# Dataset content
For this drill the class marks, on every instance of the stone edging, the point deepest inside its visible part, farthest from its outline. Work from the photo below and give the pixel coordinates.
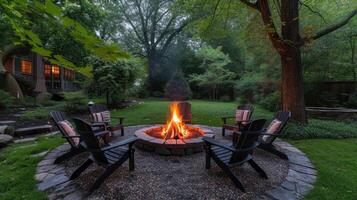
(301, 175)
(299, 181)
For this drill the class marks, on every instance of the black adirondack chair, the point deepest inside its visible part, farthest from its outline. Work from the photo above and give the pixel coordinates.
(266, 143)
(110, 157)
(97, 108)
(76, 148)
(227, 156)
(238, 125)
(185, 110)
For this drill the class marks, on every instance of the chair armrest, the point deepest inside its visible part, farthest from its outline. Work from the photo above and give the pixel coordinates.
(227, 117)
(211, 141)
(101, 133)
(98, 124)
(118, 117)
(224, 119)
(128, 141)
(248, 149)
(75, 136)
(121, 119)
(271, 134)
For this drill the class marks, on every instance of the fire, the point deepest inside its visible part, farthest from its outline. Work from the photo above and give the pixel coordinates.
(174, 127)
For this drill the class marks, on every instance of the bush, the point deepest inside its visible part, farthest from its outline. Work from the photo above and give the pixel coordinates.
(352, 101)
(321, 129)
(5, 99)
(177, 88)
(75, 102)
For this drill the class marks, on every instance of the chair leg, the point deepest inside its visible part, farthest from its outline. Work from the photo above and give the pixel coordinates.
(208, 157)
(131, 160)
(271, 149)
(68, 155)
(108, 171)
(230, 174)
(258, 169)
(81, 169)
(122, 131)
(223, 131)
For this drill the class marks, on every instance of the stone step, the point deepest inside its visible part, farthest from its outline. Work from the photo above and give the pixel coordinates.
(33, 130)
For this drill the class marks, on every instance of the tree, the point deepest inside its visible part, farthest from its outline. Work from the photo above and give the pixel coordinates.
(287, 40)
(288, 44)
(214, 62)
(23, 19)
(177, 89)
(147, 28)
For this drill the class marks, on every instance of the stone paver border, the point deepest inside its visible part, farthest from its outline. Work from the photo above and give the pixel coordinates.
(298, 182)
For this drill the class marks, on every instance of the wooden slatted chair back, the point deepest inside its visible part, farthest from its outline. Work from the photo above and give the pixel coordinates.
(247, 107)
(96, 108)
(185, 110)
(92, 144)
(57, 117)
(248, 140)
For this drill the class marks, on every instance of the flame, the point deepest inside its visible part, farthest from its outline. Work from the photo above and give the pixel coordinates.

# Challenge
Leaving aside the images, write out the entries above word for word.

# Final result
For this drill the class marks, on every instance of the stone edging, the point deepest inside its visible part, farthest from its outline. Work from the photo below and give the pixel coordinates.
(301, 175)
(299, 181)
For this drill the class marks, on every instance of the black adirondack chair, the point deepest inside its visible part, farthest from its outline. Work from the photo above and give the pixel coordinates.
(266, 143)
(110, 157)
(97, 108)
(76, 148)
(227, 156)
(238, 125)
(185, 110)
For this drill the class marks, on every instance of the chair armrest, the point deepest inside its visible part, farthest from its outline. Work from the photo above and give the pixel coordinates.
(227, 117)
(211, 141)
(101, 133)
(98, 124)
(118, 117)
(224, 119)
(128, 141)
(248, 149)
(75, 136)
(121, 119)
(271, 134)
For this drill the class marks, on every instance of the fire, the point deepest inside its visible part, farthest from its outline. Work from the photo above and give the pixel coordinates.
(174, 127)
For this drill the class marks, on every instance of the bush, the point deepest inside its visible part, farthest from its outline. Work from the photo above and give the pixel coordinates.
(352, 101)
(321, 129)
(5, 99)
(177, 88)
(75, 102)
For this drill the class marks, on every instance of the chair leg, the point deepest inside its visible part, farthest from its outline. Work from the photo above and give the pixel coordinates.
(208, 157)
(131, 160)
(271, 149)
(68, 155)
(108, 171)
(230, 174)
(258, 169)
(81, 169)
(122, 131)
(223, 131)
For this drill the class marks, on every instance of the stone step, the point deepest inside its visible part, farthest from its outline. Work from the photo above and give the pixel coordinates.
(33, 130)
For this drill the class marks, on every instance of the tree, the point deepest inside its visible part, farthest from its outline. Work from the photo above and give the pixel coordinates.
(287, 40)
(288, 44)
(214, 62)
(23, 19)
(177, 89)
(147, 28)
For this drill the class marks, on every instance of the stone paver border, the point deepest inside its visible part, farthest from its outline. Work from the photo above and give the pixel coordinates.
(298, 182)
For this drill the class marks, on every instance of the wooden slatted chair back, the point deepest inside its visible part, farthest from its outline. Work from the photo above and give the pixel coordinates.
(247, 107)
(96, 108)
(185, 110)
(92, 144)
(57, 117)
(248, 140)
For this drill the class marks, on every instance of the flame, the point deepest inside its visible part, farthest from its outline. Work from the photo above and give the pixel coordinates.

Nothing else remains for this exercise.